GIVEN TASK.
Starting at the line that contains "Objective — one marker per instance of the mug" and ending at the last line of the material, rewrite those lines as a numbered list, leaving out any blank lines.

INFORMATION PROVIDED.
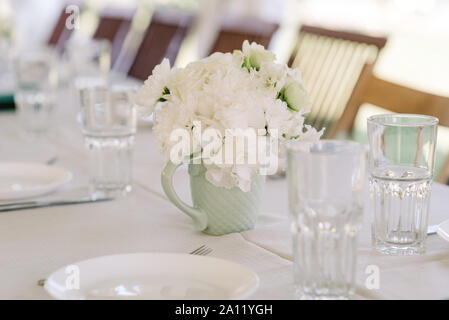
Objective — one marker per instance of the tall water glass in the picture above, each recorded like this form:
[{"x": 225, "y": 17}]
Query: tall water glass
[
  {"x": 109, "y": 126},
  {"x": 325, "y": 183},
  {"x": 402, "y": 150},
  {"x": 36, "y": 82}
]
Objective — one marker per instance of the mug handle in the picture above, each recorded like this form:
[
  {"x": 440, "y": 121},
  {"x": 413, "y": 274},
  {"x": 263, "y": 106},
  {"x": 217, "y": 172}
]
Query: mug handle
[{"x": 199, "y": 217}]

THE ANSWER.
1. Objective — one marker per instance of the mug handle in the picture above, each recorded like this form:
2. [
3.   {"x": 440, "y": 121},
4.   {"x": 413, "y": 274},
5.   {"x": 263, "y": 106},
6.   {"x": 217, "y": 172}
7. ]
8. Query: mug handle
9. [{"x": 199, "y": 217}]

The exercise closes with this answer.